--- Source records ---

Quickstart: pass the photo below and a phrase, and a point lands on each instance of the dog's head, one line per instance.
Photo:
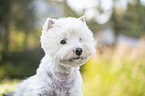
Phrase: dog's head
(68, 41)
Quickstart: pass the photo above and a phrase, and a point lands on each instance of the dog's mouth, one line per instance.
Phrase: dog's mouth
(77, 58)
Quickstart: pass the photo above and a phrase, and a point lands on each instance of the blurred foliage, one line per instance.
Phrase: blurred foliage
(119, 71)
(116, 73)
(131, 21)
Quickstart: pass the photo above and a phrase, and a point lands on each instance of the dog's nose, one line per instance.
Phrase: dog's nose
(78, 51)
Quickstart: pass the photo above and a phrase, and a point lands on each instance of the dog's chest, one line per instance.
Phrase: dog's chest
(62, 83)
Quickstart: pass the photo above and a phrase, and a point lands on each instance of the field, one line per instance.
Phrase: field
(118, 71)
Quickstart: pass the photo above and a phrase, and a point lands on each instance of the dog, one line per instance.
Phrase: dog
(68, 43)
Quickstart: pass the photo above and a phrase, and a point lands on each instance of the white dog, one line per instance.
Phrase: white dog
(67, 43)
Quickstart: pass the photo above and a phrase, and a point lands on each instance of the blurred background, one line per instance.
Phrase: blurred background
(118, 67)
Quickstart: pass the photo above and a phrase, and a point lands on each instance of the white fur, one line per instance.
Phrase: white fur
(56, 75)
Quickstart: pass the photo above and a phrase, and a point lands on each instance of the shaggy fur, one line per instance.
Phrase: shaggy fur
(58, 73)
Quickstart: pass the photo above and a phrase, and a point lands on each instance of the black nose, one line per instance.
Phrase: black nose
(78, 51)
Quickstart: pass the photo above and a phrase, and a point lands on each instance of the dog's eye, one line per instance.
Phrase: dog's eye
(63, 41)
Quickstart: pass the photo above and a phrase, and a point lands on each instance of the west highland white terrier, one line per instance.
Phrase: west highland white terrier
(68, 43)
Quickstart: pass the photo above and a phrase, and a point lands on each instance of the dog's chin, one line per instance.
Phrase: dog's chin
(73, 62)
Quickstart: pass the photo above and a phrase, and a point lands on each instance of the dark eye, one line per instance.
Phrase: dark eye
(63, 41)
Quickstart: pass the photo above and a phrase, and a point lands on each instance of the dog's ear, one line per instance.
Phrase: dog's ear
(82, 19)
(48, 24)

---

To be done: Reproduce the whole listing above with "Quickstart" swapped for "How to use" everywhere it appears, keeping every other line unchanged. Omit the pictures from your copy.

Finished exercise:
How to use: pass the photo below and a phrase, and a point lands on each instance of the dog's head, one line per instance.
Photo:
Phrase: dog's head
(68, 41)
How to use: pass the photo above and a phrase, and a point lands on each instance of the dog's mouth, one line per instance.
Phrase: dog's mouth
(77, 58)
How to use: pass the photo above and a phrase, and a point lands on each instance of the blurred foliage, one line per instance.
Phrase: blurred foliage
(119, 71)
(116, 73)
(131, 21)
How to use: pass the photo above and a phrase, and a point lands on each instance of the dog's nose, one line per instance.
Phrase: dog's nose
(78, 51)
How to use: pass the photo above and a phrase, and a point lands on each instance of the dog's chest, one line per instance.
Phrase: dog's chest
(62, 83)
How to use: pass the photo above and a phrase, and a point lands on each instance of the field, one line per instance.
Phrase: field
(118, 71)
How to use: pass the photo above and a phrase, and a point lands on each instance of the dog, one line per instance.
Phrase: dog
(68, 43)
How to use: pass the photo above and a phrase, and a point lands on each instance of the white dog, one line per instance.
Phrase: white dog
(67, 43)
How to use: pass the photo above and a phrase, and a point lands on each instance of the blurred background, one line per instance.
Phrase: blurred background
(118, 67)
How to use: pass the photo above and a phrase, and a point lands on each instance of the white fur, one line per instance.
Phrase: white fur
(56, 75)
How to use: pass the photo above and a phrase, and a point lands on each instance of the shaggy fur, one line per instance.
Phrase: shaggy fur
(58, 73)
How to use: pass the photo above and a phrase, and a point lands on each instance of the black nose, one line per instance.
Phrase: black nose
(78, 51)
How to use: pass the photo above and a phrase, and a point lands on each instance of the dog's eye, one line per instance.
Phrase: dog's eye
(63, 41)
How to use: pass the photo above and a phrase, and a point lands on each instance of the west highland white terrier, one line per instance.
Phrase: west highland white terrier
(68, 43)
How to use: pass the photo above and a phrase, and a point lands on each instance of the dog's chin, one line per instance.
Phrase: dog's chin
(73, 62)
How to use: pass the photo above and a phrase, and a point lands on each instance of the dark eye, one line per instance.
Phrase: dark eye
(63, 41)
How to use: pass the photo above and a phrase, and a point lands on each instance of the dog's ear, one line per instance.
Phrase: dog's ear
(82, 19)
(48, 24)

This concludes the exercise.